_Extract_
###

You are the only person in the state of Hawaii who has completed two fellowships on shoulder and elbow problems. Can you discuss your sub-specialized practice?

This is true, and I am sub-specialized. My elective practice is confined only to people with shoulder and elbow problems. Some people might find such a narrow scope of practice boring, but to me, I enjoy employing my years of training and practice in an effort to reduce pain and increase function.


You also do a unique shoulder replacement. Can you explain that procedure and how it differs from the traditional approach?

The traditional shoulder replacement is where we replace the ball with a metal ball and we replace the socket with plastic. Unfortunately, in active people, such as most people here in Hawaii, the plastic will wear out, fracture or loosen. When this happens, the person will need another surgery. Because of this, people who have the traditional shoulder replacement are discouraged from upper-extremity exercise and activities. At Straub, we’re doing a new type of procedure where we replace the ball with a metal ball just as in the traditional surgery, but instead of putting plastic on the cup, we reconstruct the cup using the person’s own bone. Because bone is living tissue, it does not wear out. In fact, it gets stronger with use.

Dr. Ed Weldon assessing the range of motion of a patient’s shoulder capsulitis

How long have you been performing this procedure?

I’ve been doing it since 2001.

Can you talk about the feedback you’ve had from patients who have had this surgery performed?

Most patients do very well and are able to return to all levels of activity without restrictions. I have treated patients who have returned to almost every sport, including golf, boxing, tennis, skydiving and martial arts. In patients who had their shoulder replaced using the traditional method, such activities would be highly discouraged.

As far as elbow surgeries, is that procedure more or less involved/difficult compared to the shoulder?

Elbow problems can be complex and difficult to treat. Also, elbow problems are less common than shoulder problems. Because of this, it is even more important for patient with elbow problems to seek care from a doctor with training and experience.

When your patients have shoulder pain, is it due to simple wear and tear because of aging, or it is injury-related?

In general, younger people have shoulder problems related to injuries and older people have shoulder problems related to wear and tear. There are exceptions to this rule. Acouple of years ago I treated a 90-year-old man for a shoulder injury he sustained while crossing the Pacific in a sailboat race. I would like to say, in general, the people of Hawaii have healthy shoulders. I believe this is because people here use their shoulders so much for all of our outdoor sports. The more you use your shoulder, the stronger it becomes.

Is there anything preventative that people can do to avoid some of the injuries you see?

###

_Data_
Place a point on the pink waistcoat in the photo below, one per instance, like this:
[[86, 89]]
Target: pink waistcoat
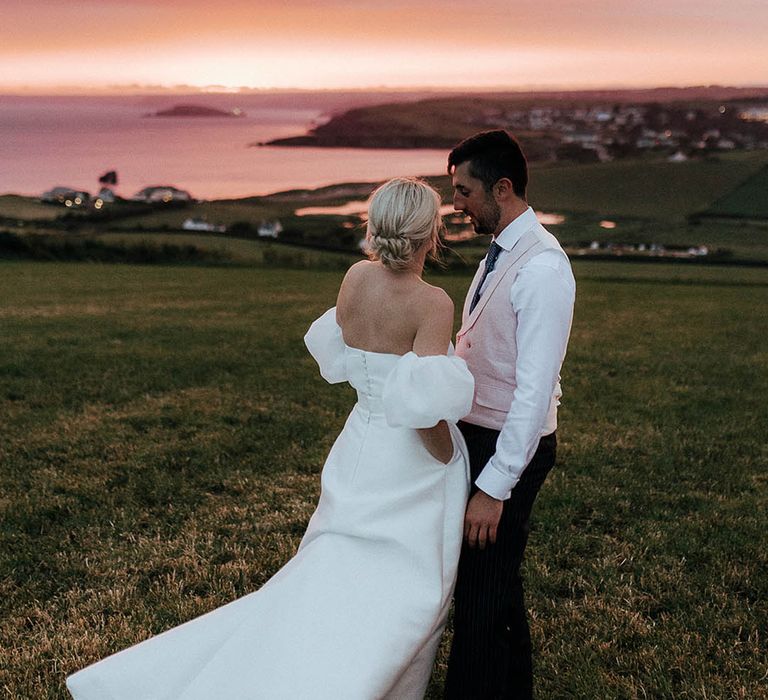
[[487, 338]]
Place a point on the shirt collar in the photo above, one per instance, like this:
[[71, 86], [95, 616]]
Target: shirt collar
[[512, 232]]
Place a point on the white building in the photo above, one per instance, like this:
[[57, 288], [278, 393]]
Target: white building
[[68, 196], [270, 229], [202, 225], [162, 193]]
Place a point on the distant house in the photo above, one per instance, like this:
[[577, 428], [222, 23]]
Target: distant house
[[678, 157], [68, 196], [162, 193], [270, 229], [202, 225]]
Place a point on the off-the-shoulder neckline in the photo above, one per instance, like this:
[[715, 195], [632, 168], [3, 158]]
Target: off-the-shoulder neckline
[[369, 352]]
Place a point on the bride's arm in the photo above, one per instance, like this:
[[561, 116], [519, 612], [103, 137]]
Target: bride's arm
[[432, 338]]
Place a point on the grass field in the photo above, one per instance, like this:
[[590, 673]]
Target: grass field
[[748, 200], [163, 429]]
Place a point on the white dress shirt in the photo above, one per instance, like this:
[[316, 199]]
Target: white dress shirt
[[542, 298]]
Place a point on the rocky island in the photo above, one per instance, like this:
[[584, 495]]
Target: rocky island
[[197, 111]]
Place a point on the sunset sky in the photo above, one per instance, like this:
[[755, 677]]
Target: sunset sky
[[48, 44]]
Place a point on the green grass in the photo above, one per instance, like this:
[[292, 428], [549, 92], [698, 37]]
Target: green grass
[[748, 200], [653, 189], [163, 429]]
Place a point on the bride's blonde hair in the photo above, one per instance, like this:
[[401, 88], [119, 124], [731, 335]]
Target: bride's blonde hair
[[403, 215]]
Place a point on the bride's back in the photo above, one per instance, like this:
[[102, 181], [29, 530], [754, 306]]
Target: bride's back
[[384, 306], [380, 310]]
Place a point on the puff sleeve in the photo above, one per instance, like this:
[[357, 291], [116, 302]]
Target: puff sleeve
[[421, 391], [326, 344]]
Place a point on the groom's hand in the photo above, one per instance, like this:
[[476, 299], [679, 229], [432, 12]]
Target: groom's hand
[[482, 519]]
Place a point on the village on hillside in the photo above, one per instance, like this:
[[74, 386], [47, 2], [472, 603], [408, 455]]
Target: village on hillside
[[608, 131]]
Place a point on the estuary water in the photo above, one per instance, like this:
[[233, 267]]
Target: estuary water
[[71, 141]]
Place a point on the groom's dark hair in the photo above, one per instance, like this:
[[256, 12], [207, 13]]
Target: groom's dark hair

###

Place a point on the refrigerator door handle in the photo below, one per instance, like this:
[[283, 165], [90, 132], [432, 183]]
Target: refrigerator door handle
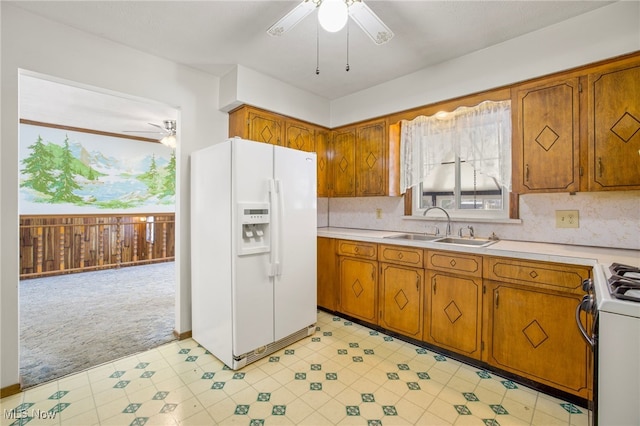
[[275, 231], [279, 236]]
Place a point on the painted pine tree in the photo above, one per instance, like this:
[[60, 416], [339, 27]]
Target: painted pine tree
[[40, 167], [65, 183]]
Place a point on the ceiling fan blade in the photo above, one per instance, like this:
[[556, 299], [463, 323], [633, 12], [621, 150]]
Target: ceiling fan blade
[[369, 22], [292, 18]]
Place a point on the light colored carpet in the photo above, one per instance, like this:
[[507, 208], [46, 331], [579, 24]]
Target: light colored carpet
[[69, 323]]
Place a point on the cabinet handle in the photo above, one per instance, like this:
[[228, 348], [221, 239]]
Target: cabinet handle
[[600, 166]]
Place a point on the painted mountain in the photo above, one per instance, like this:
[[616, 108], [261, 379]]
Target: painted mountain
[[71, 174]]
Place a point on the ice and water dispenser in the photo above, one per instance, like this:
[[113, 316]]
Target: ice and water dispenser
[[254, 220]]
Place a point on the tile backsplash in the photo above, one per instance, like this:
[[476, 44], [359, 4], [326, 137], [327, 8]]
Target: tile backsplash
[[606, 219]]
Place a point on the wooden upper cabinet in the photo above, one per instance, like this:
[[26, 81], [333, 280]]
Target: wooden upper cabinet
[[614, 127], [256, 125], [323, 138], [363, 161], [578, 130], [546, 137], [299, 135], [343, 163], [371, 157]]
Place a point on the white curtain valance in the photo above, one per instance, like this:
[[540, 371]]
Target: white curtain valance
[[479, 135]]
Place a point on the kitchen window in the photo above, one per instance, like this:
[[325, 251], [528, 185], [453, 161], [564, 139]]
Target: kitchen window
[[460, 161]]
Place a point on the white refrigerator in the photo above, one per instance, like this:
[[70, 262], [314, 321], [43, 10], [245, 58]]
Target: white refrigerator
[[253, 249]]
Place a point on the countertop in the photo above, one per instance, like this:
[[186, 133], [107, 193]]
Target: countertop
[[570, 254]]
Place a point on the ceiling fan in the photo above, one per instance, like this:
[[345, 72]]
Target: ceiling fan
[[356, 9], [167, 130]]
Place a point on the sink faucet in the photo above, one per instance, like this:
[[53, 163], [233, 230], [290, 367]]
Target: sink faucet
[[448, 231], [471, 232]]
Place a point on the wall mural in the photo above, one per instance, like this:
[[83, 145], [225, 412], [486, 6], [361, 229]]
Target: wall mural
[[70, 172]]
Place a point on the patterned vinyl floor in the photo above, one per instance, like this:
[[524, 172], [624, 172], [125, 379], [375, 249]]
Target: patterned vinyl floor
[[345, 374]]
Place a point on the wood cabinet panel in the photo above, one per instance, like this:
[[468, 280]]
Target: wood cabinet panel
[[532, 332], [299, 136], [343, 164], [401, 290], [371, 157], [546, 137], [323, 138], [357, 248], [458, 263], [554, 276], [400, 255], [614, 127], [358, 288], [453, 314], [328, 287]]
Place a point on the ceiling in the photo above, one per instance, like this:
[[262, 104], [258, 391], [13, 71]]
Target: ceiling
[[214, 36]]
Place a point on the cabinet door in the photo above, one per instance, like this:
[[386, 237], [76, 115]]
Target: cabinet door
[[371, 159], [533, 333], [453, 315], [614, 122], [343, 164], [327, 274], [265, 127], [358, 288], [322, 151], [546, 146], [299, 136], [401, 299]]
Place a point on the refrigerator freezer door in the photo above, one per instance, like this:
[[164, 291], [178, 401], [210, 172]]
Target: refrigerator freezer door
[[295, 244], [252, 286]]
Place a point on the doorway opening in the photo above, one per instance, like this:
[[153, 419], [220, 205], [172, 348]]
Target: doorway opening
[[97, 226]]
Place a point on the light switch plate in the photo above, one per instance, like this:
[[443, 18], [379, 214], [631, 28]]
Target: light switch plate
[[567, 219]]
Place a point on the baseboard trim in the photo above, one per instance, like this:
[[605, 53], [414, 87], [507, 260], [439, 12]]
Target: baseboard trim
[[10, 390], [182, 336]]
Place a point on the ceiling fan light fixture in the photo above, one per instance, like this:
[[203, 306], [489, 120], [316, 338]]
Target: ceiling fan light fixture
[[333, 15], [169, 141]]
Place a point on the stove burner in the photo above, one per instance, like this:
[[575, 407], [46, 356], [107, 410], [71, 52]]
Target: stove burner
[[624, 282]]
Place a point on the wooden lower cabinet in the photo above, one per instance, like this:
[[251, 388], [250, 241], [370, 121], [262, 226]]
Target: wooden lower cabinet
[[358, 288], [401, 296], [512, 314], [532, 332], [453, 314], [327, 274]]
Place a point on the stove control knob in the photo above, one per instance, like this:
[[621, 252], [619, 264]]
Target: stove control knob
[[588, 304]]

###

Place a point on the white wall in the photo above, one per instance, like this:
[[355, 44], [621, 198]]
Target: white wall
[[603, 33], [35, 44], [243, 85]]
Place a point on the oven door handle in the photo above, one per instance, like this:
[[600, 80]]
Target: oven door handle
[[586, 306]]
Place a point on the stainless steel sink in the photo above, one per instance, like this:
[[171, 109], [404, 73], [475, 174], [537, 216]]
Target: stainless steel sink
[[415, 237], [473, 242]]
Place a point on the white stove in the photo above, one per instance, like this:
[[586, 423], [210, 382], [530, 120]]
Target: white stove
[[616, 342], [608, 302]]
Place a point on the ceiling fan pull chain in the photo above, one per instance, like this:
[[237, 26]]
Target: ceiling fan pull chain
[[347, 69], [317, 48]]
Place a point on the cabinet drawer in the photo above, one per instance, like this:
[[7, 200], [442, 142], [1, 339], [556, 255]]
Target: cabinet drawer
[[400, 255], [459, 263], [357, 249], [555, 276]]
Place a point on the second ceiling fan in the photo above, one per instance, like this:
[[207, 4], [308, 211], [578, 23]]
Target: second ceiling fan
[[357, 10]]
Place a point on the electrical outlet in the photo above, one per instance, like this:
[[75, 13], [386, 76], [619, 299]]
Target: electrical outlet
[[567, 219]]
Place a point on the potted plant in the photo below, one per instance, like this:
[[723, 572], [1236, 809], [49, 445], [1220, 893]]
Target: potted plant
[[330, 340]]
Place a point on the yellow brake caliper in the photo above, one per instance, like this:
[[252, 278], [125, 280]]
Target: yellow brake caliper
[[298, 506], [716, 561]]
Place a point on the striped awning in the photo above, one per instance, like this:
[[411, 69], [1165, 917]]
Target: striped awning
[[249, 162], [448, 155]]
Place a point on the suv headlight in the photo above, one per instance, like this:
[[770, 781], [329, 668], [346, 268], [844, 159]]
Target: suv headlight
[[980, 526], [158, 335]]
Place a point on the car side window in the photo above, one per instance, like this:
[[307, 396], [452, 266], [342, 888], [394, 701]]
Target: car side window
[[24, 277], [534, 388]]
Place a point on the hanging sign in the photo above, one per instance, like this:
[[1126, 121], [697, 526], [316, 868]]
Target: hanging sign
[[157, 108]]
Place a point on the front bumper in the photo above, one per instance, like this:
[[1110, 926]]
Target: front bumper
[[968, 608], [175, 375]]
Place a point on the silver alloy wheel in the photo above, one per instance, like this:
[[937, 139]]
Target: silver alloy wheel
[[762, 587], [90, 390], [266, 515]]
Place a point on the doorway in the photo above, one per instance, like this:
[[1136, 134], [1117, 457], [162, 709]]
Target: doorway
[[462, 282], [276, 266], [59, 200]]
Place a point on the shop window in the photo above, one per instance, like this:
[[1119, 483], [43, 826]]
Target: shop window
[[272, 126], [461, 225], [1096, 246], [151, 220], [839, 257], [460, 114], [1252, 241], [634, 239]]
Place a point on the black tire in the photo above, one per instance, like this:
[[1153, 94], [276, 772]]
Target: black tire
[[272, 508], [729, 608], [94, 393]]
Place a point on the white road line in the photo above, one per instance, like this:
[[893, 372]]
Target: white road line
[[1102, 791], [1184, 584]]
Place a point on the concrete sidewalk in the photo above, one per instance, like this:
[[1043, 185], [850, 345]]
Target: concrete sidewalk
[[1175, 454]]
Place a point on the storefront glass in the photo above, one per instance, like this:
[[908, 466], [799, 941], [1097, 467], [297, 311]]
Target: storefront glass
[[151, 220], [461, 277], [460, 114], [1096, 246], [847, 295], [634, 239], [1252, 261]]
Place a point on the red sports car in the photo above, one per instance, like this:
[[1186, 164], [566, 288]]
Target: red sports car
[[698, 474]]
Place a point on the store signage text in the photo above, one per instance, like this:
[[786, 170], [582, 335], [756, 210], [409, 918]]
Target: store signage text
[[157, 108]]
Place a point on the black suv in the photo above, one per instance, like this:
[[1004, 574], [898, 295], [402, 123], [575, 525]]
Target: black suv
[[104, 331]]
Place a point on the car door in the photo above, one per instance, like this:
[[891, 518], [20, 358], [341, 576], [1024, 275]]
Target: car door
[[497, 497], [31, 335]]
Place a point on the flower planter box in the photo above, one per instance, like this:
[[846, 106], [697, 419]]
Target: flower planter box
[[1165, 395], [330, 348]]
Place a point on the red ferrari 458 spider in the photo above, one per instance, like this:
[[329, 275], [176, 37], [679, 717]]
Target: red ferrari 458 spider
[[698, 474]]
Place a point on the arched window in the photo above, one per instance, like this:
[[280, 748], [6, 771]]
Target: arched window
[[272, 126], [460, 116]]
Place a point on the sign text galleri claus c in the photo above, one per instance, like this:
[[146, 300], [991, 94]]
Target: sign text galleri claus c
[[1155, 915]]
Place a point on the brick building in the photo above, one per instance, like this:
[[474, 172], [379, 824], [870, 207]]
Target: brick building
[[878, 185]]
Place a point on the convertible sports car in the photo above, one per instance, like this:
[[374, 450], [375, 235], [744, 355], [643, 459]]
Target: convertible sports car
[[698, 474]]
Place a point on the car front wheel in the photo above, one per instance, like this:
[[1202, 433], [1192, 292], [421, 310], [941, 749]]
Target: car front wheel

###

_Task objective_
Rewrite the paragraph of the interview that begins "The traditional shoulder replacement is where" as a short bulleted list that keeps its main facts. The data can be left aside for this work.

_Exercise result_
- In the traditional shoulder replacement, the ball is replaced with a metal ball and the socket with plastic.
- In active people, such as most people in Hawaii, the plastic can wear out, fracture or loosen, and another surgery is then needed.
- For this reason, people with the traditional replacement are discouraged from upper-extremity exercise and activities.
- At Straub, a new procedure also replaces the ball with a metal ball, but it reconstructs the cup with the person's own bone instead of plastic.
- Because bone is living tissue, it does not wear out and gets stronger with use.